Exercise – Would you write the data out once more, exactly as it is?

Source information –
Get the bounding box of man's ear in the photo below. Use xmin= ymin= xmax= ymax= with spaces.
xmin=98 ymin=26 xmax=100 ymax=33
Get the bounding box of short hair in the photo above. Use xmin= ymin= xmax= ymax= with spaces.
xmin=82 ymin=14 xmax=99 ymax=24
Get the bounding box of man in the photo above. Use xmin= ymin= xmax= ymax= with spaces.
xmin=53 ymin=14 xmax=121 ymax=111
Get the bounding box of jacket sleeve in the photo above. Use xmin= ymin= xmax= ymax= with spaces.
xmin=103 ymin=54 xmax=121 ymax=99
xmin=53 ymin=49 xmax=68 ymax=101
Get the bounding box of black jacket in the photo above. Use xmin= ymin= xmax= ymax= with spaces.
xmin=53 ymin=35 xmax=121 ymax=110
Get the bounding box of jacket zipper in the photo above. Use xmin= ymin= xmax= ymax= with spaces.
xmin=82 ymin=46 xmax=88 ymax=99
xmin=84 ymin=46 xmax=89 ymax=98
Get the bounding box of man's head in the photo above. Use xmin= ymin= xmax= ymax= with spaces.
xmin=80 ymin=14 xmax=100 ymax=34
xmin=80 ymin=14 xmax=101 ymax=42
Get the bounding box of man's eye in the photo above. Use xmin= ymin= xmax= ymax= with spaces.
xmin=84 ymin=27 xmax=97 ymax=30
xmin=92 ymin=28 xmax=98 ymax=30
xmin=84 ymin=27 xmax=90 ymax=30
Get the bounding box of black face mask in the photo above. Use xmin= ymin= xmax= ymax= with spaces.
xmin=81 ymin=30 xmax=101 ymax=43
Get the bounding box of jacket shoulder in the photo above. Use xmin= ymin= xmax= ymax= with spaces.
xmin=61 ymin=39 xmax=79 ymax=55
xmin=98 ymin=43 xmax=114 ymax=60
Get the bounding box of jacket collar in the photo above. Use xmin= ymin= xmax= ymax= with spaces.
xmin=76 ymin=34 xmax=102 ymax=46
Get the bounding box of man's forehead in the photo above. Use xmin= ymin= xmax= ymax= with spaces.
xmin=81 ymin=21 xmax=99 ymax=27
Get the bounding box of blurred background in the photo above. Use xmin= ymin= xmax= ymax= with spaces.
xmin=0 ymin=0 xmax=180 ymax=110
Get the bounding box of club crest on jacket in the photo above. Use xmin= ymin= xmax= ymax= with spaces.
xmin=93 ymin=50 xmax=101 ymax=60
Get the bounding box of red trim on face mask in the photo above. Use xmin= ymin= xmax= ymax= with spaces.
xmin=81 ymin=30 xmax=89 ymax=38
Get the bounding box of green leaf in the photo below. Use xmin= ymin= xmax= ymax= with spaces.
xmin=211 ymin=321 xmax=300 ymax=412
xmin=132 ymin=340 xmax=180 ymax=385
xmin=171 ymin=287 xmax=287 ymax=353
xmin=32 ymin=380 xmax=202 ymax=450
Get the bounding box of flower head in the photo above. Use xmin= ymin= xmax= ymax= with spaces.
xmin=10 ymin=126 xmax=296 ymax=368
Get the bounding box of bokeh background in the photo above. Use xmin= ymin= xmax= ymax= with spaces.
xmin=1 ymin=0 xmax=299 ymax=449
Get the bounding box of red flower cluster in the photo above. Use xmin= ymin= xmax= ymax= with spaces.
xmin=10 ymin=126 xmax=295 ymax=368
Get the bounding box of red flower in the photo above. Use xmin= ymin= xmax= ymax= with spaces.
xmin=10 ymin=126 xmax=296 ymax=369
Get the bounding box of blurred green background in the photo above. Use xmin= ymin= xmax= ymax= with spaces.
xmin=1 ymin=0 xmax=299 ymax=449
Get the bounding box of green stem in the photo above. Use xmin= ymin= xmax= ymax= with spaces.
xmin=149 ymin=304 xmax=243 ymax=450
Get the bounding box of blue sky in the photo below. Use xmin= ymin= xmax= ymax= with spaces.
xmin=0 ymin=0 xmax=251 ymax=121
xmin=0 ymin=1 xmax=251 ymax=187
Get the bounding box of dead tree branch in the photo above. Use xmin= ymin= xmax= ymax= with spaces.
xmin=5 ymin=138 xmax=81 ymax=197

Task solution –
Get the bounding box of man's ear in the photo below. Use xmin= ymin= xmax= ymax= with spaces.
xmin=98 ymin=26 xmax=100 ymax=33
Get the bounding box of short hair in the photo above. Use xmin= ymin= xmax= ymax= with spaces.
xmin=82 ymin=14 xmax=99 ymax=24
Get the bounding box of man in the photo above. Use xmin= ymin= xmax= ymax= with spaces.
xmin=53 ymin=14 xmax=121 ymax=111
Get the bounding box of jacket sleeve in the photo above. Use xmin= ymin= xmax= ymax= with spaces.
xmin=103 ymin=54 xmax=121 ymax=99
xmin=53 ymin=49 xmax=68 ymax=101
Get the bounding box of black jacket in the photo above. Use xmin= ymin= xmax= ymax= with spaces.
xmin=53 ymin=35 xmax=121 ymax=110
Get the bounding box of jacket zipper in the photo above. Use xmin= ymin= xmax= ymax= with spaces.
xmin=82 ymin=46 xmax=88 ymax=99
xmin=84 ymin=46 xmax=89 ymax=98
Get the bounding box of man's head in the photo above. Use xmin= ymin= xmax= ymax= with spaces.
xmin=80 ymin=14 xmax=100 ymax=34
xmin=80 ymin=14 xmax=101 ymax=42
Get the bounding box of man's eye in the photo above. Use xmin= ymin= xmax= ymax= with spaces.
xmin=84 ymin=27 xmax=97 ymax=30
xmin=92 ymin=28 xmax=98 ymax=30
xmin=84 ymin=27 xmax=90 ymax=30
Get the bounding box of black face mask in the photo above. Use xmin= ymin= xmax= ymax= with spaces.
xmin=81 ymin=30 xmax=101 ymax=43
Get the bounding box of jacket shoulder in the photo above. Use xmin= ymin= xmax= ymax= with spaces.
xmin=61 ymin=39 xmax=79 ymax=55
xmin=98 ymin=43 xmax=114 ymax=60
Get the bounding box of jacket collar in the photo above. Use xmin= ymin= xmax= ymax= with spaces.
xmin=76 ymin=34 xmax=102 ymax=46
Get the bounding box of man's forehead in the photo above. Use xmin= ymin= xmax= ymax= with spaces.
xmin=81 ymin=21 xmax=99 ymax=27
Get the bounding box of blurred background in the photo above. Use xmin= ymin= xmax= ymax= with spaces.
xmin=0 ymin=0 xmax=180 ymax=110
Get the bounding box of club crest on jacket in the photo above. Use xmin= ymin= xmax= ymax= with spaces.
xmin=93 ymin=50 xmax=101 ymax=60
Get the bounding box of red trim on face mask in the photo above. Use xmin= ymin= xmax= ymax= with spaces.
xmin=81 ymin=30 xmax=89 ymax=38
Get the bounding box of green leaf in the photo below. Use xmin= ymin= xmax= ymax= with spaces.
xmin=211 ymin=321 xmax=300 ymax=412
xmin=132 ymin=340 xmax=180 ymax=385
xmin=171 ymin=287 xmax=287 ymax=353
xmin=32 ymin=380 xmax=202 ymax=450
Get the bounding box of flower head in the photo above. Use xmin= ymin= xmax= ymax= with spaces.
xmin=10 ymin=126 xmax=296 ymax=368
Get the bounding box of bokeh background in the photo above. Use xmin= ymin= xmax= ymax= with spaces.
xmin=1 ymin=0 xmax=299 ymax=449
Get the bounding box of red flower cluster in the photo above. Use xmin= ymin= xmax= ymax= with spaces.
xmin=10 ymin=126 xmax=295 ymax=368
Get the bounding box of red flower in the photo above. Use xmin= ymin= xmax= ymax= with spaces.
xmin=10 ymin=126 xmax=296 ymax=369
Get the bounding box of blurred green background in the photo above. Use xmin= ymin= xmax= ymax= with spaces.
xmin=1 ymin=0 xmax=299 ymax=449
Get the bounding box of green stem in the photo above. Use xmin= ymin= xmax= ymax= with spaces.
xmin=149 ymin=304 xmax=243 ymax=450
Get the bounding box of blue sky in the photo below. Use xmin= ymin= xmax= ymax= with spaces.
xmin=0 ymin=0 xmax=251 ymax=121
xmin=0 ymin=1 xmax=251 ymax=187
Get the bounding box of dead tree branch in the photo above. Use xmin= ymin= xmax= ymax= with spaces.
xmin=5 ymin=138 xmax=81 ymax=197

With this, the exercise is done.